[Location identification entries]

——————————

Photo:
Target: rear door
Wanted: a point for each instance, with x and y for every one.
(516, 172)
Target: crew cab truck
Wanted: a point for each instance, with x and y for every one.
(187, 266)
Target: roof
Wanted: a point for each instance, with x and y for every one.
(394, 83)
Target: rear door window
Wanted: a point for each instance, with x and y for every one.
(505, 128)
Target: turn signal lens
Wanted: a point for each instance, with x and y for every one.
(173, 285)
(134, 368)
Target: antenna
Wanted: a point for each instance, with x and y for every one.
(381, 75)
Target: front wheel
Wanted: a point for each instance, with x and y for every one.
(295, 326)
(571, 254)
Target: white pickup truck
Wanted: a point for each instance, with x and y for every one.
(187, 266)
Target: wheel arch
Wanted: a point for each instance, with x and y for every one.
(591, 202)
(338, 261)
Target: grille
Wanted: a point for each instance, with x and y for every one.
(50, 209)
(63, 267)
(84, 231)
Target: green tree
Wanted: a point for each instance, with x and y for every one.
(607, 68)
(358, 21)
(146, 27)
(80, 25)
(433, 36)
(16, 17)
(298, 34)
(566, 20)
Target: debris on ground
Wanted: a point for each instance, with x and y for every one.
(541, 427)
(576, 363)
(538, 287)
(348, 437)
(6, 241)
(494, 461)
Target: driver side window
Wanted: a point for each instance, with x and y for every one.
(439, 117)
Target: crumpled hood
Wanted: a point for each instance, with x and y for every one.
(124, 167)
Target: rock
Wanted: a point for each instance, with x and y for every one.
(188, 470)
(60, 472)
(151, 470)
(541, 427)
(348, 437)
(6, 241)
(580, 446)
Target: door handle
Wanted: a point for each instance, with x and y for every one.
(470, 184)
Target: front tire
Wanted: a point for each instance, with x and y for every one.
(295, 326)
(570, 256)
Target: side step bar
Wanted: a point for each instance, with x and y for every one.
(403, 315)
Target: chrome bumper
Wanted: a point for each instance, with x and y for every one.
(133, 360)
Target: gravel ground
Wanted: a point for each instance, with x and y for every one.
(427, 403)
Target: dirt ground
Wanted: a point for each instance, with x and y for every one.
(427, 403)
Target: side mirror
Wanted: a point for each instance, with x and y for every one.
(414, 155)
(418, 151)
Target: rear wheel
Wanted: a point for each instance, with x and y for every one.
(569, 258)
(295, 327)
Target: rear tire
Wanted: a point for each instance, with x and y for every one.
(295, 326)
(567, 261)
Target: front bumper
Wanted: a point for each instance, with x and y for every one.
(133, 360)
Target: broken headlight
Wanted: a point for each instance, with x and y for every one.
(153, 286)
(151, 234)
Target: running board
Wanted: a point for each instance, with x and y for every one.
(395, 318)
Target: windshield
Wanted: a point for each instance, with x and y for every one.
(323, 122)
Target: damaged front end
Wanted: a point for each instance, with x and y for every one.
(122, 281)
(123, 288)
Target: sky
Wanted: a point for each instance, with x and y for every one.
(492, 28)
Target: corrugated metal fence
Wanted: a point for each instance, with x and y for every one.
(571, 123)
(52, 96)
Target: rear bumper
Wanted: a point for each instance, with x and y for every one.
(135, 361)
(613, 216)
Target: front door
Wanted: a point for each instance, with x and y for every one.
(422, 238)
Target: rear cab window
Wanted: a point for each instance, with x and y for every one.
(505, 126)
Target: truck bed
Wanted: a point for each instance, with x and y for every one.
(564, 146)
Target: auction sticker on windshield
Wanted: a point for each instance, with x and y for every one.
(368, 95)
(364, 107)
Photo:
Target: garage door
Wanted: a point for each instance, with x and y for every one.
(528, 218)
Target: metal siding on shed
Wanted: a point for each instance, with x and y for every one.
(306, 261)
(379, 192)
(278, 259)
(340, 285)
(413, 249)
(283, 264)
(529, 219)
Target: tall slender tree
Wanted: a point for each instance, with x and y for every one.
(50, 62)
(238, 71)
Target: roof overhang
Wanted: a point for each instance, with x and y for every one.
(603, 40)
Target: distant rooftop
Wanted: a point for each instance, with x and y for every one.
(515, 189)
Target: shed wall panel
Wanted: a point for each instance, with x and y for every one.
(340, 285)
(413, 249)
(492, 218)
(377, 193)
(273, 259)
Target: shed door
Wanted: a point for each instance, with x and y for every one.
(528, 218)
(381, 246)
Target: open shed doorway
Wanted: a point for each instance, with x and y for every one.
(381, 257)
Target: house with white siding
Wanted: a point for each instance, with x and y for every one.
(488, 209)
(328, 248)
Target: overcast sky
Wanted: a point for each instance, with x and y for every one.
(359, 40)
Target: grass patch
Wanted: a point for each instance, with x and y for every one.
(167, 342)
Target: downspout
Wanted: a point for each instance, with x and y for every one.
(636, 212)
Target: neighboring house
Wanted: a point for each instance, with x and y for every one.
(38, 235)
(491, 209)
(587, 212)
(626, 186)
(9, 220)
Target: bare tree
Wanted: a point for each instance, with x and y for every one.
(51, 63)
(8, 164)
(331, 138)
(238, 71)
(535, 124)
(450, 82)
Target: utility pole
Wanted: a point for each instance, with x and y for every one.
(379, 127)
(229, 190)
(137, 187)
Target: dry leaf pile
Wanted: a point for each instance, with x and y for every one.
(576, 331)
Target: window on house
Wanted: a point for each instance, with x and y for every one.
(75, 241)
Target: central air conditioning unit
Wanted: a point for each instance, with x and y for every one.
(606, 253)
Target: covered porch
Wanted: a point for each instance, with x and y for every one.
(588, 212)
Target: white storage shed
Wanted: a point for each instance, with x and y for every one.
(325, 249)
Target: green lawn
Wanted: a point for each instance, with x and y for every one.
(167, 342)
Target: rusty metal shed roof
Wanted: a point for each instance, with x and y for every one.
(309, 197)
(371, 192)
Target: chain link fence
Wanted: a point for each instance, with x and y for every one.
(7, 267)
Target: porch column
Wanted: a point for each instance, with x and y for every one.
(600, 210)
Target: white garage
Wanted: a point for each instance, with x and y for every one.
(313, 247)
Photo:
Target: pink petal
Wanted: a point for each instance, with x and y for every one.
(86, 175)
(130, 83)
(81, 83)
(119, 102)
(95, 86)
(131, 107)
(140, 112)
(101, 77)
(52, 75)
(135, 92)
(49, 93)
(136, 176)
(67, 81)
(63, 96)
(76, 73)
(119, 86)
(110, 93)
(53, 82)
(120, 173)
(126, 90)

——————————

Task.
Rewrite the stretch of the records above, from the line containing "Target: bare tree" through the end of the records, keeping every line, requests included. Reduce each coordinate in the answers by 49.

Right answer.
Target: bare tree
Wanted: a point for each instance, with x and y for every one.
(2, 14)
(-41, 115)
(282, 89)
(189, 22)
(486, 75)
(401, 33)
Target: utility pole
Wanted: a point for each instance, with x and y for every one.
(330, 78)
(180, 141)
(88, 138)
Target: dry leaf pile
Wanted: a point for each instance, with x and y for every one.
(527, 282)
Target: window on house
Wanted: a point for each instance, with x and y for every one.
(26, 192)
Target: central air conditioning unit
Wanted: a point for each instance, with x and y for every one.
(557, 204)
Target: covered porch
Wanted: a point for each instance, with x and y for every one.
(539, 163)
Target: white storage shed
Wanted: a point for each instance, with x and y for every one.
(276, 200)
Target: green lawn
Wanted: a point for each instance, with x and y for every one.
(118, 293)
Target: rusty metal shed roof
Wanted: a point for each instance, with x and y for every one.
(260, 148)
(322, 143)
Target: chain link fence
Wanted: a point for each instance, with x and y for every one.
(-42, 218)
Target: porch column
Wanted: a point for each instance, with x and y for every one.
(551, 161)
Target: white garage
Wanted: a point for each instance, with x and y for every one.
(264, 198)
Photo:
Target: pink petal
Wanted: a point for each instance, with x and y for every one.
(37, 126)
(81, 34)
(32, 34)
(70, 53)
(46, 37)
(82, 58)
(91, 63)
(52, 28)
(3, 26)
(86, 43)
(0, 44)
(87, 127)
(18, 32)
(14, 47)
(27, 24)
(70, 37)
(61, 44)
(4, 33)
(71, 124)
(77, 41)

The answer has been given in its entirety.